▶ _Assignment_
Each record that follows should be transcribed word for word.

▶ _Excerpts from a dataset_
⟨

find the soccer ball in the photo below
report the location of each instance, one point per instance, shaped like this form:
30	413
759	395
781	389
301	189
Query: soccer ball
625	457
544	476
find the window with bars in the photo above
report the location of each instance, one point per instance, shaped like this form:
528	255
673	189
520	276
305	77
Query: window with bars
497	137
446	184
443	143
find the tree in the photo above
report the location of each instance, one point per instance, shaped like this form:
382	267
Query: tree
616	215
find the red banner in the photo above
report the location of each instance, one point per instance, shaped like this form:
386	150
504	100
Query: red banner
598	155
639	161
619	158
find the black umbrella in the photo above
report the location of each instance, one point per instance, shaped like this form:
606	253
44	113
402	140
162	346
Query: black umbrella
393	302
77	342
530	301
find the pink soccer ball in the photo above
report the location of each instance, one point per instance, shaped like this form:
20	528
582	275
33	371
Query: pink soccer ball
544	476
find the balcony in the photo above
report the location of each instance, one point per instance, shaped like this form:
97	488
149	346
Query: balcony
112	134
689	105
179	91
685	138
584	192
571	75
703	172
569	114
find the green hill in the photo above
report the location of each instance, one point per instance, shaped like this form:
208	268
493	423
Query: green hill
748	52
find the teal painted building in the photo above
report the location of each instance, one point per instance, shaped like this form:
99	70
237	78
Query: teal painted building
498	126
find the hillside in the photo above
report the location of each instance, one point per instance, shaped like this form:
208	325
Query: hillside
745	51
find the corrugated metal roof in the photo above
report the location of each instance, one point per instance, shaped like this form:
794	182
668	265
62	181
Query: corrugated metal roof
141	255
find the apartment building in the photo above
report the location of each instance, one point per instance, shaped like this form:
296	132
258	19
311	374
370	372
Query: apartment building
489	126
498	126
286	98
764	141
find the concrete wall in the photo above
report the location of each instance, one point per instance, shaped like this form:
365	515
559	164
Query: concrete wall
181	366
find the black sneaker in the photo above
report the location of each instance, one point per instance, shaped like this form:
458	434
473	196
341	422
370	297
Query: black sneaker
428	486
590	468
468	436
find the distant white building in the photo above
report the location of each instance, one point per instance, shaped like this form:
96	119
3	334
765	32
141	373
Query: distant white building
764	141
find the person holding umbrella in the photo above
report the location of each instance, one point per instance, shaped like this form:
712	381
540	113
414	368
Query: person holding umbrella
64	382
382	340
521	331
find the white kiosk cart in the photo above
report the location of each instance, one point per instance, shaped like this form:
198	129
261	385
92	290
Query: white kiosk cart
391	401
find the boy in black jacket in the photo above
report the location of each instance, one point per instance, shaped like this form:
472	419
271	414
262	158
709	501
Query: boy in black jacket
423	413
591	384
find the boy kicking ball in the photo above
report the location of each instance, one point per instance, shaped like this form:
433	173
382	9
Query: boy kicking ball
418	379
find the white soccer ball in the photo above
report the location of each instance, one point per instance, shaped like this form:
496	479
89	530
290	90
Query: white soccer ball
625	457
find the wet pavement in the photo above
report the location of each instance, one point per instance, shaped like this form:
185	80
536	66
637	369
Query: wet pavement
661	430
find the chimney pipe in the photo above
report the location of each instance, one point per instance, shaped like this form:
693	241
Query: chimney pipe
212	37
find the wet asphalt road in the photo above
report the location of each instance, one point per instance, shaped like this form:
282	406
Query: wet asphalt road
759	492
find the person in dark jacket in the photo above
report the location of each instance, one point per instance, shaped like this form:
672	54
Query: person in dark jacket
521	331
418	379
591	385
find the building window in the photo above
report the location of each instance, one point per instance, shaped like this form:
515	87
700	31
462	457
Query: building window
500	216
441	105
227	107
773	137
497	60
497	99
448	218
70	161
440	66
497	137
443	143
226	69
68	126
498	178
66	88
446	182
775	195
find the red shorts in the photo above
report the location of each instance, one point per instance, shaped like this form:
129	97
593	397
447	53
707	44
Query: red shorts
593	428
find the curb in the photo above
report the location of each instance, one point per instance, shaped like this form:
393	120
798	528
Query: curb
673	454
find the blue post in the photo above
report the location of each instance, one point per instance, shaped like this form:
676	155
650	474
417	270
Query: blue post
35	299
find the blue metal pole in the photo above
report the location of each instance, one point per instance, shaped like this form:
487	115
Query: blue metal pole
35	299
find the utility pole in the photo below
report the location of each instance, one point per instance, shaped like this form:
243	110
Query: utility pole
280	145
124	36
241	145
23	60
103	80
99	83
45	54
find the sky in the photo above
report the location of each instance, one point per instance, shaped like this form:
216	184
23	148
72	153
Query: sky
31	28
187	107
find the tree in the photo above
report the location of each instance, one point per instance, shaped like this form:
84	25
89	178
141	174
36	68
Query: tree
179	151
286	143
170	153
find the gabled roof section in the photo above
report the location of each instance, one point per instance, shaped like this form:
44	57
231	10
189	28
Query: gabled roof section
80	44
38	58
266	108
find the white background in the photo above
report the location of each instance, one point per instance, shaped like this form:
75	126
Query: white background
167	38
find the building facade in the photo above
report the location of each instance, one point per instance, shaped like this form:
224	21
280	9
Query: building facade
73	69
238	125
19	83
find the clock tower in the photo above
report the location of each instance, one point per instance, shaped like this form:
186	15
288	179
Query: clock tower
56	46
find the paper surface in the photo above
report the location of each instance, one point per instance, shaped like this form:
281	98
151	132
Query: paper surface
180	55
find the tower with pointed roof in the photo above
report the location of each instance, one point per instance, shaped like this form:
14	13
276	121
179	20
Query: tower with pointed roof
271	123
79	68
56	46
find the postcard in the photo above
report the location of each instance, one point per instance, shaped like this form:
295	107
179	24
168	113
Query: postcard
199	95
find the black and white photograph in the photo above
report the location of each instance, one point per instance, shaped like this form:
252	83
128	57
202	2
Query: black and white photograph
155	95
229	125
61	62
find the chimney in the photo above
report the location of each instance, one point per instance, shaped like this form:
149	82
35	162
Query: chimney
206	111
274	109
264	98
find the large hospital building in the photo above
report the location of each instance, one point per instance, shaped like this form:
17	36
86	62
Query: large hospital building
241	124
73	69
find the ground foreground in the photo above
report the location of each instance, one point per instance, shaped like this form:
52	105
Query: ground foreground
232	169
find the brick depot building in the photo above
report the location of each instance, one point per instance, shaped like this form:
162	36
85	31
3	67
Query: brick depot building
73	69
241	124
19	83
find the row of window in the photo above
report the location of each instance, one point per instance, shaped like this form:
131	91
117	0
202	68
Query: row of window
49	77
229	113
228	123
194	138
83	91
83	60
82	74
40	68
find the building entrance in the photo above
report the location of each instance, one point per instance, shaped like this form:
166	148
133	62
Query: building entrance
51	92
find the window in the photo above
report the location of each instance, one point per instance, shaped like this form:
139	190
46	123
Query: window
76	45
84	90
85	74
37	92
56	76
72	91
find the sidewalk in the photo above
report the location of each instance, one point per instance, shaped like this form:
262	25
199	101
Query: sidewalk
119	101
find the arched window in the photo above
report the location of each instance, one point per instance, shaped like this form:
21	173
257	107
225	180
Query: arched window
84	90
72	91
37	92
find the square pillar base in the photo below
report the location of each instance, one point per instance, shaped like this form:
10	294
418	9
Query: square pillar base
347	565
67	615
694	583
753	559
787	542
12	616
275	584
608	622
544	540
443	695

⟩

▶ _Completed task_
find the soccer ball in the photo below
report the location of each instance, one point per instance, shaped like this form:
30	413
759	395
781	389
301	189
Query: soccer ball
625	457
544	476
find the window with bars in the photo above
report the location of each instance, one point per instance, shaped like this form:
528	255
673	189
520	276
305	77
Query: window with bars
497	137
446	184
443	143
find the tree in the photo above
report the location of each instance, one point per instance, shaped like this form:
382	267
Query: tree
616	215
find the red banner in the photo above
report the location of each instance, one point per instance, shaped like this form:
386	150
504	100
Query: red banner
598	155
639	161
619	158
find the black umbrella in the photo above
report the location of each instance, one point per instance, shaped like this form:
606	253
44	113
402	140
162	346
Query: black umbrella
393	302
77	342
530	301
find the pink soccer ball in the photo above
report the location of each instance, one point per instance, shaped like this form:
20	528
582	275
33	371
Query: pink soccer ball
544	476
find the balcony in the photo above
report the location of each instance, one point per instance, shaped like this form:
97	488
149	346
Query: balcony
112	134
689	105
179	91
685	138
584	192
571	75
703	172
569	114
find the green hill in the photo above
report the location of each instance, one point per instance, shaped like this form:
208	268
493	423
Query: green hill
748	52
find the teal painted building in the photo above
report the location of each instance, one point per instance, shaped like this form:
99	70
237	78
Query: teal painted building
498	126
find the hillside in the photo above
report the location of each instance, one point per instance, shaped like this form:
208	325
Query: hillside
745	51
find the corrugated metal roof in the photo above
report the location of each instance, one point per instance, shaped like this form:
794	182
668	265
62	181
Query: corrugated metal roof
141	255
find the apartment building in the photo above
report the location of each instance, one point per instance, shaped like this form:
296	132
258	19
311	374
370	372
Query: apartment building
489	126
498	126
286	98
764	141
find the concrete wall in the photo above
report the location of each instance, one point per instance, shaped like this form:
365	515
559	164
Query: concrete wall
181	366
find the black sneaker in the photo above
report the location of each instance, one point per instance, shaped like this form:
458	434
473	196
341	422
370	297
Query: black sneaker
428	486
590	468
468	436
find the distant white building in the photo above
report the location of each instance, one point per instance, shaped like this form:
96	119
3	334
765	32
141	373
Query: distant white building
764	141
find the person holding umbrella in the photo above
report the location of each instance, one point per instance, shaped like this form:
712	381
540	113
414	368
Query: person holding umbrella
64	382
382	340
521	331
find the white kiosk cart in the photo above
report the location of each instance, one point per instance, shaped like this form:
198	129
261	385
92	290
Query: white kiosk cart
391	401
find the boy in black jacket in the photo above
report the location of each instance, one point per instance, shaped like this form:
472	419
271	414
262	158
709	501
Query: boy in black jacket
423	413
591	384
find the boy kicking ball in the photo above
report the location of each instance, one point per instance, shaped like this form:
433	173
382	9
Query: boy kicking ball
418	379
find the white soccer ball in the photo above
report the location of each instance, one point per instance, shaped like this form:
496	479
89	530
290	90
Query: white soccer ball
625	457
find the wet pavement in the photo above
report the location of each instance, one point per instance, shaped like this form:
185	80
536	66
637	369
Query: wet pavement
661	430
find the chimney pipe in the photo above
report the location of each instance, one point per instance, shaped like this form:
693	241
Query: chimney pipe
212	37
find the wet asphalt road in the photo above
report the location of each instance, one point per instance, shaped like this form:
282	406
Query: wet asphalt road
759	492
find the person in dark jacket in the photo above
report the location of each instance, one point per instance, shaped like this form:
672	54
Query: person in dark jacket
521	331
418	379
591	385
find the building window in the photo above
report the location of each instance, one point per instance, shaped like this form:
515	87
700	31
462	457
Query: building window
500	216
441	105
227	107
773	137
497	60
497	99
448	218
70	161
440	66
497	137
443	143
226	69
68	126
498	178
66	88
446	182
775	195
find the red shorts in the photo above
report the location of each instance, one point per instance, shaped like this form:
129	97
593	397
447	53
707	44
Query: red shorts
593	428
find the curb in the photo above
report the location of each instance, one point per instance, shaped like this form:
393	120
798	528
Query: curb
673	454
find the blue post in the photo above
report the location of each instance, one point per instance, shaped like this form:
676	155
650	474
417	270
Query: blue post
35	299
find the blue metal pole in the photo above
report the location of each instance, one point per instance, shaped like this form:
487	115
Query: blue metal pole
35	299
find the utility pole in the photo below
report the location of each instance, one point per instance, shaped like this form:
243	110
Query: utility pole
280	145
124	36
241	145
23	60
103	80
99	83
45	54
find the sky in the photo above
report the location of each instance, one point per instance, shaped like this form:
216	184
23	148
72	153
Query: sky
31	28
187	107
find the tree in the photo above
report the location of each instance, one point per instance, shaped like this form:
84	25
89	178
141	174
36	68
Query: tree
179	151
286	143
170	153
find the gabled roof section in the photo above
report the location of each instance, one point per instance, shaped like this form:
44	57
231	10
189	28
Query: gabled roof section
80	44
38	58
266	108
find the white background in the photo above
report the location of each instance, one point per instance, shaped like this form:
75	126
Query: white background
167	38
find the building facade in the photo above
report the location of each instance, one point per instance, shaped like this form:
224	21
280	9
Query: building facade
73	69
238	125
19	83
find the clock tower in the photo above
report the location of each instance, one point per instance, shaped like this form:
186	15
288	179
Query: clock tower
56	46
find the paper surface in the photo above
report the location of each instance, one point per instance, shaped like this form:
281	98
151	132
Query: paper surface
180	55
find the tower with pointed roof in the photo above
report the location of each instance, one point per instance, shaped like this form:
14	13
276	121
179	20
Query: tower with pointed roof
271	123
79	68
56	46
find the postcard in the photo above
report the location of each instance, one point per instance, shaped like this form:
295	107
179	24
168	113
Query: postcard
199	95
find the black and white photograph in the photo above
report the location of each instance, one point per instance, shaped like this form:
252	83
128	57
202	2
Query: black and white photograph
155	95
229	125
61	62
find the chimney in the photo above
report the location of each instance, one point per instance, shaped like this form:
149	82
35	162
Query: chimney
206	111
274	109
264	98
find the large hospital building in the photo above
report the location of each instance, one point per instance, shaped like this form:
17	36
86	62
Query: large hospital building
241	124
73	69
find the ground foreground in the photo above
report the location of each instance, one point per instance, shaped like this form:
52	105
Query: ground foreground
232	169
find the brick depot building in the photo above
report the location of each instance, one point per instance, shaped like this form:
162	36
85	31
3	67
Query: brick depot building
73	69
241	124
19	83
find the row of window in the photo above
report the location of each instance, one point per instance, shaped like this form:
131	91
117	0
202	68
Query: row of window
49	77
229	113
228	123
194	138
83	91
83	60
82	74
40	68
find the building entrance in the photo above
report the location of each instance, one point per instance, shaped like this form:
166	148
133	62
Query: building entrance
51	92
find the window in the photo above
report the location of each instance, one point per instance, shaped like this form:
139	190
46	123
Query: window
76	45
84	90
85	74
37	92
56	76
72	91
find the sidewalk in the photo above
report the location of each instance, one point per instance, shaped like this form:
262	25
199	101
Query: sidewalk
119	101
find the arched window in the photo above
report the location of each instance, one point per instance, shaped like this form:
21	173
257	107
225	180
Query: arched window
84	90
72	91
37	92
find the square pillar base in the photo below
report the location of each instance, one point per instance, shaped like this form:
10	294
418	9
Query: square pillar base
347	565
67	615
694	583
753	559
787	542
12	616
275	584
608	622
544	540
443	695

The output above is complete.